Goal A
Answer these questions about the Half-Life passage, marking each answer (i), (ii), (iii) on its own line:
(i) Where do the Marines leave Gordon for dead after capturing him?
(ii) What is the alien world called?
(iii) Who disarms and summons Gordon after he kills the Nihilanth?
Goal B
According to the Half-Life passage, why does Freeman head to the Lambda Complex, and why does he launch a space satellite on the way? Answer in one to three sentences.
Goal C
From the Half-Life passage, output the text that begins at the words "Freeman travels by" and stops after "before the accident.".

Provided passage
┄┄┄┄┄┄

Gordon survives thanks to his hazard suit. Venturing to the surface for help, he discovers that hostile Marines have been dispatched to cover up the incident. Escaping below ground, he destroys a giant tentacled creature inside a rocket engine test facility.

Freeman travels by underground rail to the Lambda Complex, where scientists can stop the alien invasion. Along the way, he launches a space satellite to aid the scientists, and explores an abandoned older section of Black Mesa.

He is eventually captured by Marines and left for dead in a garbage compactor. He escapes through a waste treatment facility, and stumbles into a lab filled with alien specimens, seemingly collected before the accident.

The Marines are overwhelmed and withdraw. Scaling cliffs, navigating a bombed-out military base, and traversing sewers, Gordon arrives at the Lambda Complex. Inside, he restarts a nuclear reactor and uses mysterious teleportation technology to reach the last survivors of the science team.

They reveal that humans have been teleporting surveyors to an alien "border world". However, a hostile psychic entity opened an enormous portal back to Earth, triggering the invasion. The scientists send Gordon to kill the creature.

On the alien world Xen, Freeman encounters the remains of researchers who ventured before him, and crystals like the one in the catastrophic experiment. He defeats the monstrous Gonarch, and explores a factory manufacturing alien soldiers.

Finally, Gordon kills the Nihilanth, the entity maintaining the rift. He is then disarmed and summoned by the powerful and mysterious Administrator, who offers work for his "employers". If Gordon accepts, he is placed into stasis to await his next assignment.

Development[edit]

Half-Life in many ways was a reactionary response to the trivialization of the experience of the first-person genre. Many of us had fallen in love with video games because of the phenomenological possibilities of the field and felt like the industry was reducing the experiences to least common denominators rather than exploring those possibilities. Our hope was that building worlds and characters would be more compelling than building shooting galleries.

┄┄┄┄┄┄

Information provided
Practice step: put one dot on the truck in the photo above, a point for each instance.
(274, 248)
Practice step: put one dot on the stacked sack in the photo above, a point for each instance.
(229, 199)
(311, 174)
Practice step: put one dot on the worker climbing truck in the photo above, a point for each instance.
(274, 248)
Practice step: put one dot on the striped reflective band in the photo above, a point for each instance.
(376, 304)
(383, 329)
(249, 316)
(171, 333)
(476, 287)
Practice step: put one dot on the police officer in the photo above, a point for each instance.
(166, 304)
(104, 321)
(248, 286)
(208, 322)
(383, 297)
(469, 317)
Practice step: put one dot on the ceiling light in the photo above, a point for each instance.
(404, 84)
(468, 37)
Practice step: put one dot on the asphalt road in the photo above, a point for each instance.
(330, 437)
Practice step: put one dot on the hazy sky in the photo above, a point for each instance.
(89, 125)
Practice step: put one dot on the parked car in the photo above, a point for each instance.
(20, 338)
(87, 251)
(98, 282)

┄┄┄┄┄┄

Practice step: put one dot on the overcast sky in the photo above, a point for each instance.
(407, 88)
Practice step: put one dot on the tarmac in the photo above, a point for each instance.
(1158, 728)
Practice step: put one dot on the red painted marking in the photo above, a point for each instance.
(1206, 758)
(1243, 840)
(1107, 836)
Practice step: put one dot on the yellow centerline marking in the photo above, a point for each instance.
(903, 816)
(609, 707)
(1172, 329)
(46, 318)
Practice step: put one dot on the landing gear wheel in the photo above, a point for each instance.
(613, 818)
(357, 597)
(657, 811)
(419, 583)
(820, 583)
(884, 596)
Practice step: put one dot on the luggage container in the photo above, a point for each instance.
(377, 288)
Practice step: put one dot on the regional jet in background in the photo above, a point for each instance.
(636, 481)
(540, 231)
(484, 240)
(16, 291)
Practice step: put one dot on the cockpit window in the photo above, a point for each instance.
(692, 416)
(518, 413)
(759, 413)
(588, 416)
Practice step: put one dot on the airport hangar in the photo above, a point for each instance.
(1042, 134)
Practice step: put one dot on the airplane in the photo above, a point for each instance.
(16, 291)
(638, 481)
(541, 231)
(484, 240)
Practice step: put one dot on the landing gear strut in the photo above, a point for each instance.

┄┄┄┄┄┄

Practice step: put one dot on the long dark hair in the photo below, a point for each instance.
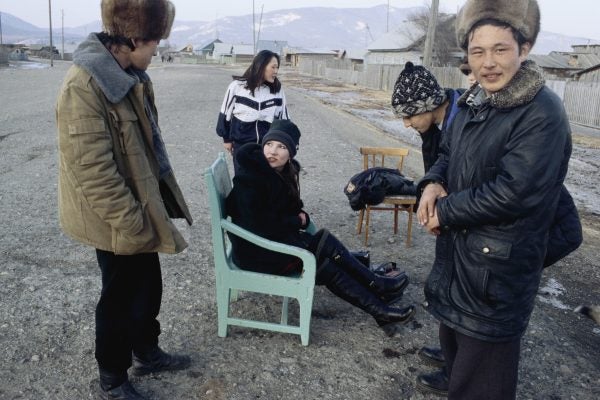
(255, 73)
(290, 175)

┄┄┄┄┄┄

Worked answer A
(i) In a garbage compactor.
(ii) Xen.
(iii) The Administrator.

Worked answer B
Freeman heads to the Lambda Complex because scientists there can stop the alien invasion. He launches the space satellite to aid those scientists.

Worked answer C
Freeman travels by underground rail to the Lambda Complex, where scientists can stop the alien invasion. Along the way, he launches a space satellite to aid the scientists, and explores an abandoned older section of Black Mesa.

He is eventually captured by Marines and left for dead in a garbage compactor. He escapes through a waste treatment facility, and stumbles into a lab filled with alien specimens, seemingly collected before the accident.